• _提示された文章_
------------------------------------------------------------------------

2008年07月02日 21時33分46秒 | 「BPDを生きる七つの物語」より
 
( http://blogs.yahoo.co.jp/geg07531/54935234.html からの続き)

 支援,共感,真実 (SET) は、どれも同じ比率で 表現されるべきです。

 真実が 支援や共感に勝ると、歪んだ愛の鞭になり、

 逆に真実がなくて 支援と共感だけだと、馴れ合いになってしまいます。

 BPDの人に 気持ちが伝わらなければ、支援のメッセージを繰り返すべきです。

 でも 水掛け論になってはいけません。

 そういう時は、BPDの人の不信感を 受け止めた上で、共感の言葉を送ってみます。

「あなたは今まで 辛い経験をしてきたから、

 人の誠意を信じることは 難しいかもしれないけれど」 などと。

 BPDの人が 「私の気持ちなんか分かってない」 と言ったら、

 BPDの人の痛みや苦しみを 受け止めていると伝えましょう。

 波風を立てまいと、BPDの人の要求に 同意してしまうと、

 BPDの人の責任転化を 後押ししてしまいます。

------------------------------------------------------------------------

• _提供された項目_
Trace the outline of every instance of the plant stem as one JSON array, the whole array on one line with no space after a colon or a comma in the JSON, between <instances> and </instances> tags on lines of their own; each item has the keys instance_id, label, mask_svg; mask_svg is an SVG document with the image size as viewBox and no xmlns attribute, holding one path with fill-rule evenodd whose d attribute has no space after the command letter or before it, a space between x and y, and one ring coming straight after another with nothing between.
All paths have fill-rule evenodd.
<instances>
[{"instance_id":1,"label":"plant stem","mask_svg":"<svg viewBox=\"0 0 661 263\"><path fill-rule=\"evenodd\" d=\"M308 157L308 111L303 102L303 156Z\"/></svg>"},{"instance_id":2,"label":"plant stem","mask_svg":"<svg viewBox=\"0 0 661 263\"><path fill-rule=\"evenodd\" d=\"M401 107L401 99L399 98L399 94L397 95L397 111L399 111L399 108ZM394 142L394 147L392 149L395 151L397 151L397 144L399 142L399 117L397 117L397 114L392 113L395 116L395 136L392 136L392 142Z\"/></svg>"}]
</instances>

------------------------------------------------------------------------

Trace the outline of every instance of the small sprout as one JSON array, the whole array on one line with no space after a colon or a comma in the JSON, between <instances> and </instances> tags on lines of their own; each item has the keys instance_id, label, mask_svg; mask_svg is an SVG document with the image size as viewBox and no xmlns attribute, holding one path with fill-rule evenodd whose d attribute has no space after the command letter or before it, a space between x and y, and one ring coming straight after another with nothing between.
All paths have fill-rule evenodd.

------------------------------------------------------------------------

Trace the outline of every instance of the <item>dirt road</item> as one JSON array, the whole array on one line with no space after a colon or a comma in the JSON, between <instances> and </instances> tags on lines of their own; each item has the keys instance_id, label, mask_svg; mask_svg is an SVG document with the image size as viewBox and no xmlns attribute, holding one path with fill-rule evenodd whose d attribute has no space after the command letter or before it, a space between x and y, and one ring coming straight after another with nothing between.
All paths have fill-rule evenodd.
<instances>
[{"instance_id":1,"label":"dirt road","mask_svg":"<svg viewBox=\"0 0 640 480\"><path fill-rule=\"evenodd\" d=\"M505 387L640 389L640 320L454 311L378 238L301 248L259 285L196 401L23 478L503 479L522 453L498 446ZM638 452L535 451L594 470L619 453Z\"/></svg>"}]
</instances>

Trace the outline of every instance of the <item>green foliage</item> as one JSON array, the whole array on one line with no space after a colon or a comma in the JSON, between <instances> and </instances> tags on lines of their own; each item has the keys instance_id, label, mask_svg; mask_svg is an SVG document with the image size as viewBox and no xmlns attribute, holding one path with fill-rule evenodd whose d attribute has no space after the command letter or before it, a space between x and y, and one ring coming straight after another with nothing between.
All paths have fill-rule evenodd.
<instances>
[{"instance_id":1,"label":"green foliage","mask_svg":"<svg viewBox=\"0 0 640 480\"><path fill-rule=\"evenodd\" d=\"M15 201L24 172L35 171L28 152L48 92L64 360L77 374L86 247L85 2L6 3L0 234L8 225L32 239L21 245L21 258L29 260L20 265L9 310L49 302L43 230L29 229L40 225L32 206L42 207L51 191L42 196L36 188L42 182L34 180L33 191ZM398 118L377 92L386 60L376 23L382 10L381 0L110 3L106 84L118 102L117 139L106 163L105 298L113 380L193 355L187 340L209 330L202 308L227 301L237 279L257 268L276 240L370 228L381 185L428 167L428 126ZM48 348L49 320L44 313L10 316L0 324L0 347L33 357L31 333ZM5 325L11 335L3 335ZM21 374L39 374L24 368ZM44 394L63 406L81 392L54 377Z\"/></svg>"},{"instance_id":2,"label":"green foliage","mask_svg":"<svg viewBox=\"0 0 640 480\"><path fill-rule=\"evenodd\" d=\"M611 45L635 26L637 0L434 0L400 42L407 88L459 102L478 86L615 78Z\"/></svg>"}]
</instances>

------------------------------------------------------------------------

• _取り組む課題_
a - 提示文について、次の問いに答える。
(i) 真実が支援や共感に勝ると、何になるか。
(ii) BPDの人に気持ちが伝わらないとき、何を繰り返すべきか。
(iii) 波風を立てまいとBPDの人の要求に同意すると、何を後押ししてしまうか。
b - 提示文の一部を書き写す。「支援,共感,真実 (SET) は、どれも同じ比率で」を含む語句から始め、「でも 水掛け論になってはいけません。」の後で止める。

• _課題ごとの結果_
a -
(i) 歪んだ愛の鞭
(ii) 支援のメッセージ
(iii) BPDの人の責任転化

b -
支援,共感,真実 (SET) は、どれも同じ比率で 表現されるべきです。

 真実が 支援や共感に勝ると、歪んだ愛の鞭になり、

 逆に真実がなくて 支援と共感だけだと、馴れ合いになってしまいます。

 BPDの人に 気持ちが伝わらなければ、支援のメッセージを繰り返すべきです。

 でも 水掛け論になってはいけません。